Bogdan Olteanu (born 29 October 1971) is a Romanian politician and lawyer. He was the president of the Chamber of Deputies (the lower house of the Romanian Parliament) between 2006 and 2008.

Olteanu had formerly been a member of the National Liberal Party (PNL) from 1991 to 2009, and held various positions in that political party. He was elected as deputy for Bucharest in the 2004 elections. In 2005, he was appointed Delegate Minister for Parliamentary Affairs in the Government of Călin Popescu-Tăriceanu.

After Adrian Năstase stepped down from the presidency of the Chamber of Deputies, Olteanu was announced by the governing Justice and Truth Alliance (DA) as their preferred candidate for the function. On 20 March 2006 he received a majority of 196 votes out of 306.

—————

» **OBJECTIVE 1**
Identify each line of the records that contains the word "horse", and copy those lines.
The records bear no relation to the text on Bogdan Olteanu.

» **INFORMATION PROVIDED**

—————

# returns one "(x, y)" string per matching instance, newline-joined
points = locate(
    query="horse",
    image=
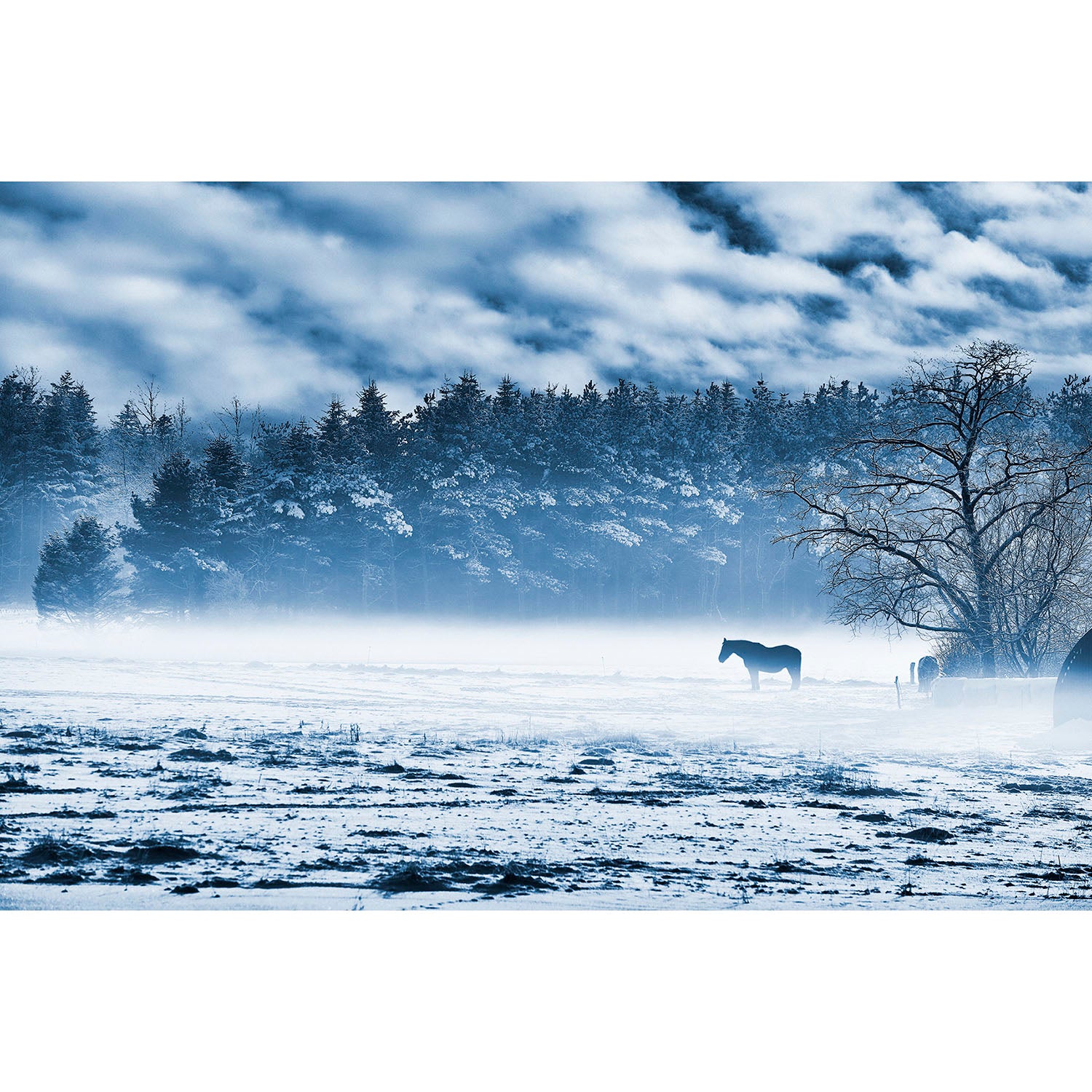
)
(758, 657)
(928, 670)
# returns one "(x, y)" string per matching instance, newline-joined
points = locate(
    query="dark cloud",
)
(951, 210)
(288, 293)
(712, 211)
(867, 250)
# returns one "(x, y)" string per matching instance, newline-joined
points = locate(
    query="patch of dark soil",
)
(1083, 786)
(930, 834)
(131, 877)
(52, 851)
(161, 852)
(201, 755)
(411, 878)
(513, 882)
(67, 879)
(19, 786)
(633, 796)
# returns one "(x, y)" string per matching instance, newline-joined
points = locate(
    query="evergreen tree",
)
(170, 545)
(79, 577)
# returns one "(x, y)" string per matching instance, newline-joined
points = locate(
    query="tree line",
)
(946, 505)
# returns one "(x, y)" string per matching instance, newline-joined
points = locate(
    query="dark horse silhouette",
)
(758, 657)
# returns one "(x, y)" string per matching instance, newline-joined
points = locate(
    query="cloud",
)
(288, 294)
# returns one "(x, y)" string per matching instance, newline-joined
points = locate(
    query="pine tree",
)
(170, 545)
(79, 578)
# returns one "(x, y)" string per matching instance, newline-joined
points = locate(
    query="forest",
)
(626, 502)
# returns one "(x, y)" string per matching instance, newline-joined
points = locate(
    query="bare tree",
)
(956, 513)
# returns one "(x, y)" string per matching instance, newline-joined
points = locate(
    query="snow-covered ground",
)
(402, 764)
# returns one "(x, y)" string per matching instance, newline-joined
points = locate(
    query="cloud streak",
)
(286, 294)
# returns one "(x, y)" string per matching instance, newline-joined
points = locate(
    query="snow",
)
(316, 764)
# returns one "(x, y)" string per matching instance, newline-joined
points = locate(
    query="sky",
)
(288, 294)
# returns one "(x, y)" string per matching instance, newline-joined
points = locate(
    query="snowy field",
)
(395, 766)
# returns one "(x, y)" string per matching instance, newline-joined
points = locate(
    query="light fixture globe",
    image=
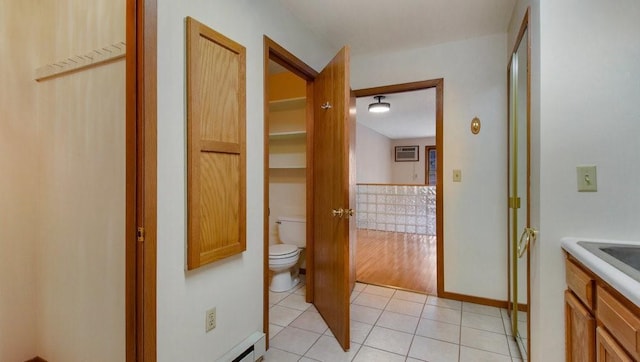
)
(379, 107)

—————

» **OBJECTIVE 2**
According to the text on Bogdan Olteanu, how many votes did he receive on 20 March 2006?

» **EXERCISE RESPONSE 1**
    query="horse",
    query="dark horse silhouette",

» **EXERCISE RESPONSE 2**
He received 196 votes out of 306.